* Text block:
***
![]() |
A variant of efficient transformers which replaces softmax with kernels.
tfm.nlp.layers.KernelAttention(
feature_transform='exp',
num_random_features=256,
seed=0,
redraw=False,
is_short_seq=False,
begin_kernel=0,
scale=None,
scale_by_length=False,
use_causal_windowed=False,
causal_chunk_length=1,
causal_window_length=3,
causal_window_decay=None,
causal_padding=None,
**kwargs
)
This module combines ideas from the two following papers:
Rethinking Attention with Performers (https://arxiv.org/abs/2009.14794)
- exp (Lemma 1, positive), relu
- random/deterministic projection Chefs' Random Tables: Non-Trigonometric Random Features (https://arxiv.org/abs/2205.15317)
- expplus (OPRF mechanism)
Transformers are RNNs: Fast Autoregressive Transformers with Linear Attention (https://arxiv.org/abs/2006.16236)
- elu
with the theory of approximating angular Performer kernels from go/performer.
The module enables computing efficient attention in both: long sequence and shorter sequence regimes. In the former setting, the attention matrix is never explicitly computed and instead its low-rank decomposition obtained with given kernel feature maps is leveraged to conduct attention module calculations (see: https://arxiv.org/abs/2006.16236). In the latter setting, attention matrix is constructed, but kernel features providing dimensionality reduction are applied, resulting in more efficient computation of the attention matrix.
Methods
call
call(
query, value, key=None, attention_mask=None, cache=None, training=False
)
Compute attention with kernel mechanism.
Args | |
---|---|
query
|
Query Tensor of shape [B, T, dim] .
|
value
|
Value Tensor of shape [B, S, dim] .
|
key
|
Optional key Tensor of shape [B, S, dim] . If not given, will use
value for both key and value , which is the most common case.
|
attention_mask
|
a boolean mask of shape [B, S] , that prevents attenting
to masked positions. Note that the mask is only appied to the keys. User
may want to mask the output if query contains pads.
|
cache
|
Cache to accumulate history in memory. Used at inferecne time (streaming, decoding) for causal attention. |
training
|
Python boolean indicating whether the layer should behave in training mode (adding dropout) or in inference mode (doing nothing). |
Returns | |
---|---|
Multi-headed outputs of attention computation. |
***
* Problem 1: Rewrite the rows below in full, requests included, adding 60 to each x and y coordinate in their answers but not to the sample points inside the requests, and omit the pictures.
***
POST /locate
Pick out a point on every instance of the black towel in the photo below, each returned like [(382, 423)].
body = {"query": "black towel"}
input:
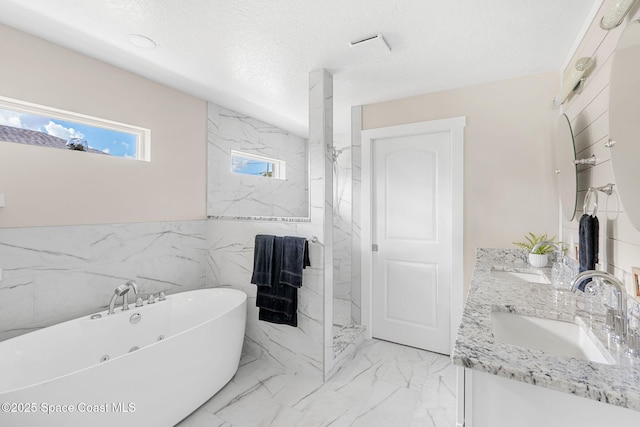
[(278, 302), (295, 257), (263, 260), (588, 249)]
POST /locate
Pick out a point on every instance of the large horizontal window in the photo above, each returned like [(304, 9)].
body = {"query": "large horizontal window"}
[(251, 164), (37, 125)]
***
* Problem 2: Reproduce a passage from the KernelAttention page above word for word: begin at the words that have "- exp (Lemma", and stop after "Random Features (https://arxiv.org/abs/2205.15317)".

* Worked answer 1:
POST /locate
Pick out a point on every instance of the black towel in the photo below, each returned like [(382, 423)].
body = {"query": "black towel"}
input:
[(338, 362), (355, 317), (323, 320), (648, 309)]
POST /locate
Pick out a point on every instance of the large horizontal window in the photo above, each returned like [(304, 9)].
body = {"query": "large horizontal window"}
[(311, 224), (97, 185)]

* Worked answer 2:
- exp (Lemma 1, positive), relu
- random/deterministic projection Chefs' Random Tables: Non-Trigonometric Random Features (https://arxiv.org/abs/2205.15317)